Copy every line of the material below without any changes.

(Collected data entries)
• • • • • • •

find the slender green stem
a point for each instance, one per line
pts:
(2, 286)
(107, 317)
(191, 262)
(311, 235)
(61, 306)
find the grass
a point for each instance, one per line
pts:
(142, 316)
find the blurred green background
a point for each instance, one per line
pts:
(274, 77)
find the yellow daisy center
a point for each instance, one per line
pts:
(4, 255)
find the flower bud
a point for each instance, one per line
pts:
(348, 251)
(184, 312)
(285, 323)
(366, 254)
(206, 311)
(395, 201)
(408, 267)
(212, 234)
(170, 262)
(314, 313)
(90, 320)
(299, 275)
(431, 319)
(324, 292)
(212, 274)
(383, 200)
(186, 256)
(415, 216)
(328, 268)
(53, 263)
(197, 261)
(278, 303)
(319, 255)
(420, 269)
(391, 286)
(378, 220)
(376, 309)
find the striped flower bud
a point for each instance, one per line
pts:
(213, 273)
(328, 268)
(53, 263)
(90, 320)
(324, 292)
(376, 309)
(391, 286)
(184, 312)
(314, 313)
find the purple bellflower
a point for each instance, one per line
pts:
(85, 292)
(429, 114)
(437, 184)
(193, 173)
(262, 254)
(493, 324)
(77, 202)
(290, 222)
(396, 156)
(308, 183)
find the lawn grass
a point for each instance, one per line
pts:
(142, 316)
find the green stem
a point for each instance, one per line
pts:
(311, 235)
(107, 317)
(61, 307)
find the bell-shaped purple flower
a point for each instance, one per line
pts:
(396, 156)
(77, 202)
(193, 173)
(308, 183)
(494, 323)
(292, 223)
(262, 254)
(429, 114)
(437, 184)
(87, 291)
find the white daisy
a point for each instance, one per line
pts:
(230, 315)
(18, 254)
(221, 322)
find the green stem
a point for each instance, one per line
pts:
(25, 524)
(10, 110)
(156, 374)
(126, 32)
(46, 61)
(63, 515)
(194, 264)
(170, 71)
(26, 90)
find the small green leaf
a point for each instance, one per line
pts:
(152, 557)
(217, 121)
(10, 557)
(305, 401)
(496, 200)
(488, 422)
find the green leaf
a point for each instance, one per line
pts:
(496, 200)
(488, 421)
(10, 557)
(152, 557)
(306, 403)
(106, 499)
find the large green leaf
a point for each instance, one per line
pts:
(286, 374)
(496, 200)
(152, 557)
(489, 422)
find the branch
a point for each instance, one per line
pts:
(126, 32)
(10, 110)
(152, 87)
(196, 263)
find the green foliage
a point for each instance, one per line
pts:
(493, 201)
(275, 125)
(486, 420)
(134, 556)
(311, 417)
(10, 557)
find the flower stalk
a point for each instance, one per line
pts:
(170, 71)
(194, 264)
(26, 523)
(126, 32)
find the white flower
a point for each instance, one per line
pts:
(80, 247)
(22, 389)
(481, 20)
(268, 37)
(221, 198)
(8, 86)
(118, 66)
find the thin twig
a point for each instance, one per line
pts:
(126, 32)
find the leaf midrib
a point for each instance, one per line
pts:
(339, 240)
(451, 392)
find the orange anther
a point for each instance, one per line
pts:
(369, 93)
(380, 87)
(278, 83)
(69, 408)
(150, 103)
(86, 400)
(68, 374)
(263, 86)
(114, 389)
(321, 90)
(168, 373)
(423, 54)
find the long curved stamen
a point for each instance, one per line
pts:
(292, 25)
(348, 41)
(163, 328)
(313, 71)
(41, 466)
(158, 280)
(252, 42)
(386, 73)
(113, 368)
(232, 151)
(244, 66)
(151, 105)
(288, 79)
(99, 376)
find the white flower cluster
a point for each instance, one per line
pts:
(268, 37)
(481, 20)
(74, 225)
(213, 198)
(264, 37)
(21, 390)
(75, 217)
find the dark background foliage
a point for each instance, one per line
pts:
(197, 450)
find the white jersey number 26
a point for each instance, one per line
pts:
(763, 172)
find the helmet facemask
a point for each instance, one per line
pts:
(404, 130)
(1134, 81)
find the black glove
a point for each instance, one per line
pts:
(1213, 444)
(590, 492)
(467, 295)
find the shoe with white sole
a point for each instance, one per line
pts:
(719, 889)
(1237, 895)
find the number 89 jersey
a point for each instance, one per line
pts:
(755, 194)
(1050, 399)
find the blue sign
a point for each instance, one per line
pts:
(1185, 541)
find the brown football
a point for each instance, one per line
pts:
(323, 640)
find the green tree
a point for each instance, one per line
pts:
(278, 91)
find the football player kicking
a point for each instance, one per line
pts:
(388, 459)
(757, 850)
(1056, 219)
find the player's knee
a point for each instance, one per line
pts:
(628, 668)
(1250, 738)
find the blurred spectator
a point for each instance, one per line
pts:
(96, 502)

• • • • • • •

• **REPLY TO THE TASK**:
find the slender green stem
a point for each instance, one per line
pts:
(2, 286)
(107, 317)
(191, 262)
(311, 235)
(61, 306)
find the grass
a point for each instance, one per line
pts:
(142, 316)
find the blurred green background
a point for each instance, one per line
pts:
(274, 77)
find the yellow daisy center
a point for each instance, one per line
pts:
(4, 255)
find the flower bud
a point for each instance, one per line
pts:
(348, 251)
(184, 312)
(285, 323)
(366, 254)
(206, 311)
(395, 201)
(408, 267)
(212, 234)
(170, 262)
(314, 313)
(90, 320)
(299, 275)
(431, 319)
(324, 292)
(212, 274)
(383, 200)
(186, 256)
(415, 216)
(328, 268)
(53, 263)
(197, 261)
(278, 303)
(319, 255)
(420, 269)
(391, 286)
(378, 220)
(376, 309)
find the striped flower bud
a point for each instance, one per line
pts:
(213, 273)
(328, 268)
(53, 263)
(90, 320)
(324, 292)
(376, 309)
(391, 286)
(184, 312)
(314, 313)
find the purple bellflower
a point for each instance, one per line
pts:
(85, 292)
(429, 114)
(437, 184)
(193, 173)
(262, 254)
(493, 324)
(77, 202)
(290, 222)
(396, 156)
(308, 183)
find the lawn grass
a point for each instance, one per line
pts:
(142, 316)
find the green stem
a point for each instance, one per line
pts:
(311, 235)
(107, 317)
(61, 307)
find the bell-shaped purple flower
a point for each instance, one per line
pts:
(396, 156)
(77, 202)
(193, 173)
(308, 183)
(494, 323)
(292, 223)
(262, 254)
(429, 114)
(437, 184)
(87, 291)
find the white daisy
a point for each instance, one per line
pts:
(230, 315)
(18, 254)
(221, 322)
find the green stem
a point for each instance, one per line
pts:
(25, 524)
(10, 110)
(156, 374)
(126, 32)
(46, 61)
(63, 515)
(194, 264)
(170, 71)
(26, 90)
find the small green leaf
a point for each instance, one per line
pts:
(152, 557)
(217, 121)
(10, 557)
(305, 401)
(496, 200)
(488, 422)
find the green leaf
a point for each instance, one per line
pts:
(496, 200)
(488, 421)
(10, 557)
(152, 557)
(306, 403)
(106, 499)
find the large green leaf
a point for each instance, one per line
pts:
(286, 374)
(496, 200)
(152, 557)
(489, 422)
find the branch
a point for each instance, one per line
pts:
(126, 32)
(10, 110)
(152, 87)
(196, 263)
find the green foliage
a point for each instance, one per line
pts:
(493, 201)
(275, 125)
(486, 420)
(134, 556)
(311, 417)
(10, 557)
find the flower stalk
a point for each instance, one per line
pts:
(170, 71)
(194, 264)
(26, 523)
(126, 32)
find the white flower
a point for each instance, one per line
pts:
(80, 247)
(22, 389)
(481, 20)
(268, 37)
(221, 198)
(8, 86)
(118, 66)
find the thin twig
a point for each instance, one per line
pts:
(126, 32)
find the leaf midrib
a point for each instance, one per line
pts:
(339, 240)
(451, 392)
find the orange anther
a point for each instance, one per line
pts:
(369, 93)
(380, 87)
(278, 83)
(69, 408)
(150, 103)
(86, 400)
(68, 374)
(263, 86)
(114, 389)
(321, 90)
(168, 373)
(423, 54)
find the long curved stamen
a point for each instance, one per line
pts:
(292, 25)
(348, 41)
(163, 328)
(313, 71)
(41, 466)
(158, 280)
(252, 42)
(386, 73)
(113, 368)
(232, 151)
(244, 66)
(151, 105)
(288, 79)
(99, 376)
find the white flower cluster
a point for each instance, one per line
pts:
(268, 37)
(481, 20)
(74, 225)
(213, 198)
(264, 37)
(21, 390)
(75, 217)
find the dark background foliage
a point for each instance, one per line
pts:
(197, 450)
find the white jersey number 26
a point for each instance, one per line
pts:
(763, 172)
find the helmet facemask
a point for each instance, one per line
pts:
(404, 130)
(1134, 81)
find the black glove
a point for each instance, one per line
pts:
(1213, 444)
(590, 492)
(467, 295)
find the shoe with white sole
a point for each instance, one per line
pts:
(719, 889)
(1237, 895)
find the number 89 jersey
a point for each instance, one per line
pts:
(755, 194)
(1050, 399)
find the blue sign
a point for each instance, one per line
pts:
(1185, 541)
find the brown football
a point for each instance, one per line
pts:
(323, 640)
find the green tree
a point for each instance, one per line
pts:
(278, 91)
find the football player kicking
a point for each instance, one per line
pts:
(388, 459)
(757, 850)
(1056, 219)
find the player's knee
a point for each instance, one per line
pts:
(628, 668)
(1250, 738)
find the blurred spectator
a point for each instance, one per line
pts:
(96, 502)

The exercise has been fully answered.